Written exercise
Reproduce the items from their beginning up to and including the line with "[[[410,256],[405,258],[405,307],[410,307]]]".

---- Recorded data

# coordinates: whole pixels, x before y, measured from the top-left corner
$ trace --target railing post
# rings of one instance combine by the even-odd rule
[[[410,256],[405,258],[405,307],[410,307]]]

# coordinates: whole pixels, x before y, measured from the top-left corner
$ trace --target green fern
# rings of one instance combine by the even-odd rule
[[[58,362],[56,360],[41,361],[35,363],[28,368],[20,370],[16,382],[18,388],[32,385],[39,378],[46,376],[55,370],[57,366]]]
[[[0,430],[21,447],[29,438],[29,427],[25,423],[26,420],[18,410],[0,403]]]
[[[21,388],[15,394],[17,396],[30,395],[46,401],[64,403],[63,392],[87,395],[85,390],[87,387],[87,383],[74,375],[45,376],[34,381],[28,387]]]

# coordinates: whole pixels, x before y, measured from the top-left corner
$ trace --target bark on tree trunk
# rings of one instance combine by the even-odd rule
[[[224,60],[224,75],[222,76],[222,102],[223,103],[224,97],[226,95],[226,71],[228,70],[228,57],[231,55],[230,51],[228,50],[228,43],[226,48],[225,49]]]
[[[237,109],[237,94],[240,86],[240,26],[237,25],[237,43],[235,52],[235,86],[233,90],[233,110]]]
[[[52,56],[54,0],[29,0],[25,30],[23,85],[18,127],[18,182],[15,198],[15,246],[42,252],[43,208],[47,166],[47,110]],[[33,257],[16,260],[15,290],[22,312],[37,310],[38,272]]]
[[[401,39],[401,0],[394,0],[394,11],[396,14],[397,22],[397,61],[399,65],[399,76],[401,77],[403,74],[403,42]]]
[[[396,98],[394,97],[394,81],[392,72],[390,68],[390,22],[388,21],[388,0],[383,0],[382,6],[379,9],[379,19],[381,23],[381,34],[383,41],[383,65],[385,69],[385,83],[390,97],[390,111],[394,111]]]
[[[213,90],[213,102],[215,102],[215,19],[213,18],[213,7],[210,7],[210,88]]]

--------

Exercise solution
# coordinates: whole pixels, x before y, measured from the top-left corner
$ trace --target railing post
# rings of one instance combine by the even-odd rule
[[[410,256],[405,258],[405,307],[410,307]]]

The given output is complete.